What you need to do:
[1] According to the passage on ministry gifts and joy, how long does it take to recover from the visit that drains you?
[2] Pick up the passage on finding where gifts and joy align in ministry right after its final sentence, and carry it forward.

─── Text block

Discovering Where Your Gifts and Joy Align in Ministry
Is this you?
You didn’t enter ministry to feel perpetually exhausted by it. But somewhere along the way, the calendar began filling with things you were good at — and quietly drained by. You say yes because you can, not because you should. And over time, the activities that once energized you have gotten crowded out by the ones that simply needed someone to do them, and you were available.
Maybe you’ve noticed it in small ways. The meeting you walk out of feeling lighter. The visit that costs you three days to recover from. The sermon that practically writes itself — and the report that never gets easier, no matter how many times you write it. The project you keep deprioritizing not because it isn’t important, but because every time you sit down to work on it, something in you resists.

──────
─── Dataset excerpts

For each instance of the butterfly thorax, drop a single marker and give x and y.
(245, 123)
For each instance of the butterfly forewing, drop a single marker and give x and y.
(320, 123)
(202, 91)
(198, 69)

──────

Task-by-task outputs:
[1] Three days.

[2]
You are not ungrateful. You are not lacking in commitment. But you may be living and leading from an unexamined map — spending significant energy in places that produce diminishing returns, while your deepest strengths and greatest joys go underfed.
Most pastoral leadership conversations focus on what you should be doing. This one asks something different: where are you most alive in the work — and where are you quietly dying? That is not a disloyal question. It is a faithful one.
Called to Thrive is a self-assessment designed to help you see your ministry activities honestly — and to begin making intentional, courageous choices about how you invest the energy God has given you.
The Framework

At its core, Called to Thrive is built on a simple but clarifying premise: not all ministry activities affect you the same way. Two dimensions shape your experience of any given task — Joy (how much it energizes you) and Strength (how gifted and effective you are at it). Mapping those two dimensions creates four zones, each with its own meaning and its own invitation.
The framework is not a performance evaluation. It is a discernment tool — designed to help you see what is actually true about where you are, so you can lead from integrity rather than obligation.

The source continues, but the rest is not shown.